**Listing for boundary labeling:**
------------------------------------
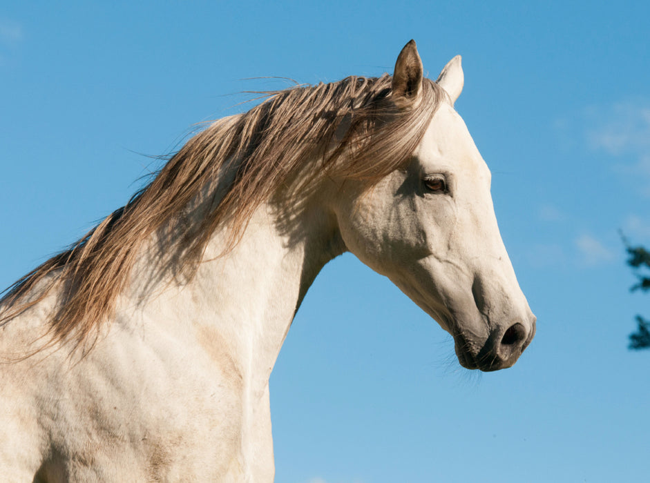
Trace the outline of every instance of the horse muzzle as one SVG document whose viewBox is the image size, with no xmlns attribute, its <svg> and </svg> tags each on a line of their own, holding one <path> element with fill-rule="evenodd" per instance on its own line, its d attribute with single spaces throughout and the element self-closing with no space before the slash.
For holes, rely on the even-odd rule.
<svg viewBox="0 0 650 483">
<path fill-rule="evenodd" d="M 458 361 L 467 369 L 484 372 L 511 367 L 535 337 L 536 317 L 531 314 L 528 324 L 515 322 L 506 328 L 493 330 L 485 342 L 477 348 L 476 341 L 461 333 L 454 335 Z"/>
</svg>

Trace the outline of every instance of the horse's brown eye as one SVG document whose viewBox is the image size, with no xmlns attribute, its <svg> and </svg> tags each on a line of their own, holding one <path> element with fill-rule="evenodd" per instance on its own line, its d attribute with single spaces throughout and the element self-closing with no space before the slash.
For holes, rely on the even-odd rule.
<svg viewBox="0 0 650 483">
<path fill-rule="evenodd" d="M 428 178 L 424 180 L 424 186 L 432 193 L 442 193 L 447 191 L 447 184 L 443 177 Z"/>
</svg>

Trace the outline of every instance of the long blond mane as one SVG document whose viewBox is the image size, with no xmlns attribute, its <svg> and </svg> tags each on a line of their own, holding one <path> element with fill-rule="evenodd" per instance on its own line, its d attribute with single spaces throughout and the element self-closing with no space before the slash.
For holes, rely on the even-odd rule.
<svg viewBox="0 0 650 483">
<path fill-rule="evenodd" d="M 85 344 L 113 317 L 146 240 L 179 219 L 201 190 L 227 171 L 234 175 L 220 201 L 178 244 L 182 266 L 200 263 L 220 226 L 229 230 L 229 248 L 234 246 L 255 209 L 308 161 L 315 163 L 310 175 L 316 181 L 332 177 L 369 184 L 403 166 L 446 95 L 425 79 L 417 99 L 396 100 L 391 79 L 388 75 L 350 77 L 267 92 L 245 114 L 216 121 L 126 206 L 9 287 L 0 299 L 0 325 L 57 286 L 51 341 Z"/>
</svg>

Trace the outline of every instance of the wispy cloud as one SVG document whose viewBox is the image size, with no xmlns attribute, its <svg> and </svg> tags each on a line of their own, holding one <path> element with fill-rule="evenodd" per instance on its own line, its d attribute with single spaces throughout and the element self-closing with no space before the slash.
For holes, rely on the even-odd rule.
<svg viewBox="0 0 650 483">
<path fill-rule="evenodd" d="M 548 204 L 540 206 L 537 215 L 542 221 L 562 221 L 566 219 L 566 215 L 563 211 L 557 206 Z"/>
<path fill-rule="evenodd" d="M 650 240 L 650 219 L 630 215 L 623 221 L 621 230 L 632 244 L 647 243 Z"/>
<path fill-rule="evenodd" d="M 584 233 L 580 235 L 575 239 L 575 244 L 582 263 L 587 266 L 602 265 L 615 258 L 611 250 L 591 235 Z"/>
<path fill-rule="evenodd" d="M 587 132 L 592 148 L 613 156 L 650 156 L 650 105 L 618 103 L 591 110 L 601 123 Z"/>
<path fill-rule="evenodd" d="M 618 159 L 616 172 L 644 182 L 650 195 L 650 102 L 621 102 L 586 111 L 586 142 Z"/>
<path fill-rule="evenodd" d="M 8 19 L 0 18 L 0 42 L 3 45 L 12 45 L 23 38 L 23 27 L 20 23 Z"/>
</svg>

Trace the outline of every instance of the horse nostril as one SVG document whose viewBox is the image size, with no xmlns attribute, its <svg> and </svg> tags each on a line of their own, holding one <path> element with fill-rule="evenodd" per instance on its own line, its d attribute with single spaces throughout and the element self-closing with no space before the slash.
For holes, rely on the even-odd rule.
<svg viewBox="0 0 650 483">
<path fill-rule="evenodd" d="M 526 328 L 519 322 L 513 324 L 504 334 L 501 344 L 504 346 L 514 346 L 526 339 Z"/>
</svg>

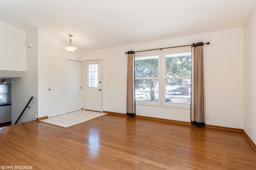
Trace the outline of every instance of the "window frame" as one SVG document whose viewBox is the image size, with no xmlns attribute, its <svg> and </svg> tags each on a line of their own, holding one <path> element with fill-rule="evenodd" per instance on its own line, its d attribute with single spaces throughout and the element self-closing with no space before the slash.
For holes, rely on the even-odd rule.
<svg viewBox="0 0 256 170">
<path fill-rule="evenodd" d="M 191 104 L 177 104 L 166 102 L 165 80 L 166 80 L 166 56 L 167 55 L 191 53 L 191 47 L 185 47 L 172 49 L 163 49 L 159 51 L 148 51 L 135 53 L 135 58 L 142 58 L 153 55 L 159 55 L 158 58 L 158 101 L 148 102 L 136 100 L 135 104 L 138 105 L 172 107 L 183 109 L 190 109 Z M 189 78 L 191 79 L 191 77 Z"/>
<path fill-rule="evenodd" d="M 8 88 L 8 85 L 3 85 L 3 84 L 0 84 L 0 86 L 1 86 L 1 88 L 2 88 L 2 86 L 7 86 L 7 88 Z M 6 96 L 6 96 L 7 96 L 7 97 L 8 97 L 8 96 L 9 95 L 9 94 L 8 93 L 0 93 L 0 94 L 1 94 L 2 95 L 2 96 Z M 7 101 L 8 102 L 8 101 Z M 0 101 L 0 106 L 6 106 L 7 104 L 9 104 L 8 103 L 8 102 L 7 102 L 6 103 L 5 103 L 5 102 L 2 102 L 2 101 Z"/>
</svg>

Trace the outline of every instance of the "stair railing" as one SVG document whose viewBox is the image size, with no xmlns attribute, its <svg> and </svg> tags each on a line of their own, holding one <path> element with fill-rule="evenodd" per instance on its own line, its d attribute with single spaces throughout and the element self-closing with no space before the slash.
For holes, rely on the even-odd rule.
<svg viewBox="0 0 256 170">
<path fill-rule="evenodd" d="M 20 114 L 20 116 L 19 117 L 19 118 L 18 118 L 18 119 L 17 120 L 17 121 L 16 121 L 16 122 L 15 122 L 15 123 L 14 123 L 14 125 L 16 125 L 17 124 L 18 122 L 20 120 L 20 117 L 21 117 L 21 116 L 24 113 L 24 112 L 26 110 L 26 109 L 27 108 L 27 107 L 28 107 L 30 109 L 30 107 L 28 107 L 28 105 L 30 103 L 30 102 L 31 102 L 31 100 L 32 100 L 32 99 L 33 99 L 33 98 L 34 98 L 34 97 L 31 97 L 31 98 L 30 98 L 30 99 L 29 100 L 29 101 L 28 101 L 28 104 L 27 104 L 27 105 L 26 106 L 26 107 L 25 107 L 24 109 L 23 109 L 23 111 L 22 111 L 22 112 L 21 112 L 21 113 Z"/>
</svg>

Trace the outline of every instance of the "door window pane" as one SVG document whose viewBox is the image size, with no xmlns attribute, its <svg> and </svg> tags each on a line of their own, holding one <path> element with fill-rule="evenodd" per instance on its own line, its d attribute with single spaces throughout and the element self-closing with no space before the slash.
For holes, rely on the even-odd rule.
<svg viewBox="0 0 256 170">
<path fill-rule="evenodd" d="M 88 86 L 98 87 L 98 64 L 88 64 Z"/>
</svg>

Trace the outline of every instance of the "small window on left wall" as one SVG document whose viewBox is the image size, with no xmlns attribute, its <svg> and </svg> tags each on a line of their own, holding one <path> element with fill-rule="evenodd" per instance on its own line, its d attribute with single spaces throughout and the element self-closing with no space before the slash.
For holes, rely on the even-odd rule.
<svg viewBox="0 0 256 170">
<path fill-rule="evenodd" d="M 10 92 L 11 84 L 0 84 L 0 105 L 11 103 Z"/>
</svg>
------------------------------------
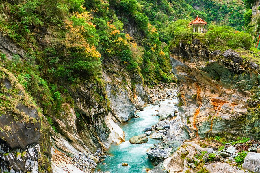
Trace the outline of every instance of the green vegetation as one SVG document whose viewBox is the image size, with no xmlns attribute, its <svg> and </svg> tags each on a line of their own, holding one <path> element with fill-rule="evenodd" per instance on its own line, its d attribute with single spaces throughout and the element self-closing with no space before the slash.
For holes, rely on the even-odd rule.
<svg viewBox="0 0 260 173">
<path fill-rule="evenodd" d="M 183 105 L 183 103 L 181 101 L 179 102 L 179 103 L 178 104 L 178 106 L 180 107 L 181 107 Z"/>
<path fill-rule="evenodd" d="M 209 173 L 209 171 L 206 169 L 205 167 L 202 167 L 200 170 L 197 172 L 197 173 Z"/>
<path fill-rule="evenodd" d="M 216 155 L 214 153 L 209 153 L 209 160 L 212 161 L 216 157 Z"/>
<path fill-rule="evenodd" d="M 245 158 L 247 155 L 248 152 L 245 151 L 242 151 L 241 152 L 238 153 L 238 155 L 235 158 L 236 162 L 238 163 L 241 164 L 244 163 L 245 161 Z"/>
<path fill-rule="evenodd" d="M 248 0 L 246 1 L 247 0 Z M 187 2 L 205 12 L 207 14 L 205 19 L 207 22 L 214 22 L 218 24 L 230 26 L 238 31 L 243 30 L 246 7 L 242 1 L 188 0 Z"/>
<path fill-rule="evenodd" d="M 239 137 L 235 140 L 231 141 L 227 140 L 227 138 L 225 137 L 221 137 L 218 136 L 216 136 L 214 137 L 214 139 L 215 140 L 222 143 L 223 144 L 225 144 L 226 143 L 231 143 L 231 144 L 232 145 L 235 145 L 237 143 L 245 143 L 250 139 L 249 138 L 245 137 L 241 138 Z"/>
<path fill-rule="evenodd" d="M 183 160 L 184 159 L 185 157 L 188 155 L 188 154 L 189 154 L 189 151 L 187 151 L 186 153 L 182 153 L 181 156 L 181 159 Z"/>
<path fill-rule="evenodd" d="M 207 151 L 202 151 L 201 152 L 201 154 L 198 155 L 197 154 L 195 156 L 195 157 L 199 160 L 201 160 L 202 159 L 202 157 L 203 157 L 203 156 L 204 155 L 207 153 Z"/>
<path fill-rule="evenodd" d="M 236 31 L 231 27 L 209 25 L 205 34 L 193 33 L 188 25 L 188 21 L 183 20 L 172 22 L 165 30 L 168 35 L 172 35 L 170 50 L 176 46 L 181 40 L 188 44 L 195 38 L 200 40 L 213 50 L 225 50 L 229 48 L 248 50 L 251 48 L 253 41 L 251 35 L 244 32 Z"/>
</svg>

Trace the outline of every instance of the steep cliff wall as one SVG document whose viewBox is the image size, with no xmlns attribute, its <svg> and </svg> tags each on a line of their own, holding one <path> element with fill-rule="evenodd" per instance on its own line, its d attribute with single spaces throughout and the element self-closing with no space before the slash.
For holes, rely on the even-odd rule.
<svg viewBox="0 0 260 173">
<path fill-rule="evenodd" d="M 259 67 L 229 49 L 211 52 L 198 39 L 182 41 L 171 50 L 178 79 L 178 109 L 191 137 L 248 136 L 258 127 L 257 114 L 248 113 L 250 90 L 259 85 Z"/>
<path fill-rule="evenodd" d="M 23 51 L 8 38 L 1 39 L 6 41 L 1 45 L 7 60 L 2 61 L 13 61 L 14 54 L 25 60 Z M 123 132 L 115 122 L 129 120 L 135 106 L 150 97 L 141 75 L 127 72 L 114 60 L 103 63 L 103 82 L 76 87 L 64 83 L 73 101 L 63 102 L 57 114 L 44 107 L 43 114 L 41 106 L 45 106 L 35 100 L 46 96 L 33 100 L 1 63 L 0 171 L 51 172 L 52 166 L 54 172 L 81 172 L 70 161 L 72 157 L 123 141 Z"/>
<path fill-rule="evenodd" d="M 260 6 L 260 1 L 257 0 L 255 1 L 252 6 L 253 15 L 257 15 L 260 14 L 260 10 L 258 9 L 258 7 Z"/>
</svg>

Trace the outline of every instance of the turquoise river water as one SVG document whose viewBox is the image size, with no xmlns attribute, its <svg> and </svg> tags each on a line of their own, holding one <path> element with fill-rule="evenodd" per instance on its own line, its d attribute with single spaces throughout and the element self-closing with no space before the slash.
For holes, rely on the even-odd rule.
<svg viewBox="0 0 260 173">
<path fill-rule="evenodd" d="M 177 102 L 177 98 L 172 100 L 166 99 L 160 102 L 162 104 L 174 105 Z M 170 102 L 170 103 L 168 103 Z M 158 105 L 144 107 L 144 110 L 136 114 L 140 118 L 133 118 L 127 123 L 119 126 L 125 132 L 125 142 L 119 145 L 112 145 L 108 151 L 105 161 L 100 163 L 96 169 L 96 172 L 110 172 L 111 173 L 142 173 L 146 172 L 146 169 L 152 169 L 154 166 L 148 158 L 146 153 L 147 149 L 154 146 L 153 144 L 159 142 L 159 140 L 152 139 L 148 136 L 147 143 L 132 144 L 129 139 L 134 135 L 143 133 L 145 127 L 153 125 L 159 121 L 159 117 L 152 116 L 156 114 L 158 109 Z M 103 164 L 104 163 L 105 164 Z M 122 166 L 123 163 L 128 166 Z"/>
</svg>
------------------------------------
**GOAL:** Count the lines in the listing above that contain the string "wall", treating uppercase and lowercase as different, and state only the resulting number.

**FULL RESPONSE:** 2